▶ **GIVEN TEXT**
━━━━━━━━━━━━━━━━

Neither do I know how to implement seq-hnf efficiently. :)

As far as eta for other types, yes, I'll take it if I can get it's
easily.
But I'm also pretty happy with encoding all the other data types within
the lambda calculus (which was how Haskell behaved before seq).

-- Lennart

On Feb 12, 2007, at 22:05 , Claus Reinke wrote:

>> Adding seq ruins eta reduction.  For normal order lambda calculus
>> we have '\x.f x = f' (x not free in f).  If we add seq this is no
>> longer true.
>
> isn't that a problem of seq (and evaluation in Haskell generally)
> not being strict enough (ie, forcing evaluation only to weak head
> normal form rather than to head normal form)?
>
> for instance:
>
>    seq (\x->_|_ x) () = () =/= _|_ = seq _|_ ()
>
> but (assuming a variant, seq-hnf, forcing to hnf instead):
>    seq-hnf (\x-> _|_ x ) () = _|_ = seq-hnf _|_ ()
>
> I don't have my "phone book" here, but didn't Barendregt have a
> discussion
> of what kind of normal form would be an appropriate choice for the
> meaning
> of lambda terms, with hnf being "good" and whnf or nf being "bad"?
> reduction
> to whnf is a pragmatic choice, with a long history, and its own
> calculus, which is not quite the ordinary lambda calculus.

━━━━━━━━━━━━━━━━

▶ **Rows from a pointing dataset**
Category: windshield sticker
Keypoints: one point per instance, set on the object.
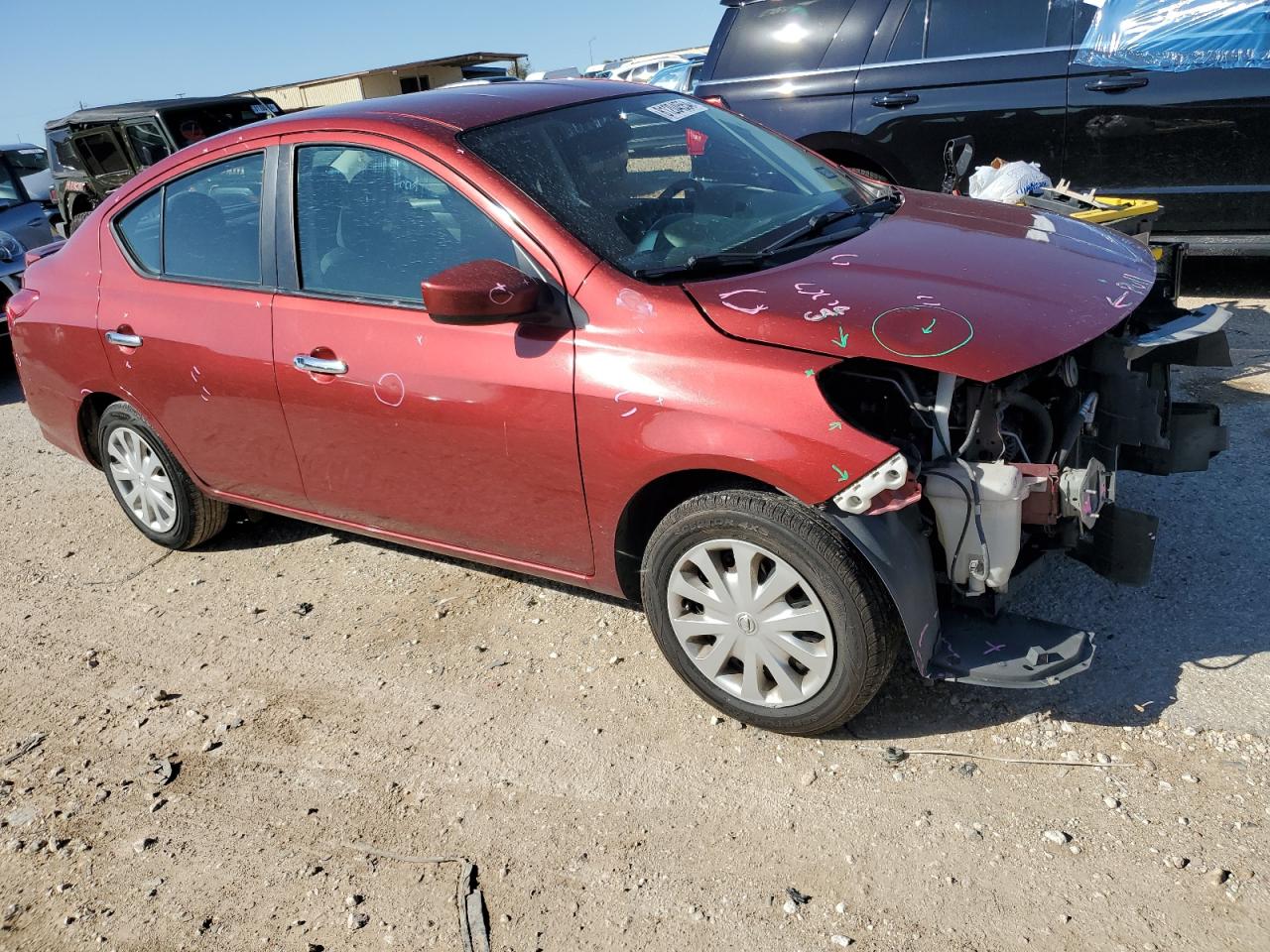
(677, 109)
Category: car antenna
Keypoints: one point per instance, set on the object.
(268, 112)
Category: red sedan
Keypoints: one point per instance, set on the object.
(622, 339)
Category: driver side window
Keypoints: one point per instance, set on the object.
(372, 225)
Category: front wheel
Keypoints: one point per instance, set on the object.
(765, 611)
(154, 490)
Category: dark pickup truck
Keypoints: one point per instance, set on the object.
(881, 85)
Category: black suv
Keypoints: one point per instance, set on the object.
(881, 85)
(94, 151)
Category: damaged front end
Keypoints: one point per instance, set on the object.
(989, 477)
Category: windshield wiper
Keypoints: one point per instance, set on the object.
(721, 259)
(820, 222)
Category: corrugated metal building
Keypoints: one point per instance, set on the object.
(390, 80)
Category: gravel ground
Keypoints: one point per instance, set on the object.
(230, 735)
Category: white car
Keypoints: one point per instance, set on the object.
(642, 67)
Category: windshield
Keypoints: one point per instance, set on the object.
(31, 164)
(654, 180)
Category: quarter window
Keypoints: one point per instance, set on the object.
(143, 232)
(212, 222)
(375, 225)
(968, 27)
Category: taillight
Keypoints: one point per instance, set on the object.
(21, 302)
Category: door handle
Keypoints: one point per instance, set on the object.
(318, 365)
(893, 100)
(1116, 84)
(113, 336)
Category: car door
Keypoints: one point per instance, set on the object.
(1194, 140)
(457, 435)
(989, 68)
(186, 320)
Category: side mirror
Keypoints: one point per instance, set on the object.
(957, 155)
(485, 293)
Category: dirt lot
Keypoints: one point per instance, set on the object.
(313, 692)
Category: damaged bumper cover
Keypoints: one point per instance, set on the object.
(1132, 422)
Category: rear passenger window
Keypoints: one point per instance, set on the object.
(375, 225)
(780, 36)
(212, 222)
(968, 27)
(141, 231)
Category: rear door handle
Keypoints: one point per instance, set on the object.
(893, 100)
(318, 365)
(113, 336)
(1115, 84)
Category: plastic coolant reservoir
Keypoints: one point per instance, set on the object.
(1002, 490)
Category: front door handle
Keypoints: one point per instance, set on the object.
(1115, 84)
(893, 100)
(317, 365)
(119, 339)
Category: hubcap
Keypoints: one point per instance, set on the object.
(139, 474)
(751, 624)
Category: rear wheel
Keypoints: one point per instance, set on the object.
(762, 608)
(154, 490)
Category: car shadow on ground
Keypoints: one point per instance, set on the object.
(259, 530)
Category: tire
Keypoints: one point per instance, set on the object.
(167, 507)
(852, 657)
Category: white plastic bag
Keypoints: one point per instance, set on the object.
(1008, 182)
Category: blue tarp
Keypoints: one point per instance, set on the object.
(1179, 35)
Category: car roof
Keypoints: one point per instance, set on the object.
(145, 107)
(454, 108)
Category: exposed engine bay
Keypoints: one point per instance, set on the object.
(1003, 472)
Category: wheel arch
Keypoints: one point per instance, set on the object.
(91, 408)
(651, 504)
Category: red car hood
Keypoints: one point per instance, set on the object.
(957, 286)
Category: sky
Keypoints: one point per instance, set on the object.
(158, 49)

━━━━━━━━━━━━━━━━

▶ **WHAT TO WORK ON**
From the message on seq and eta reduction, reproduce verbatim everything from "As far as eta" down to "behaved before seq).".

▶ **RIGHT ANSWER**
As far as eta for other types, yes, I'll take it if I can get it's
easily.
But I'm also pretty happy with encoding all the other data types within
the lambda calculus (which was how Haskell behaved before seq).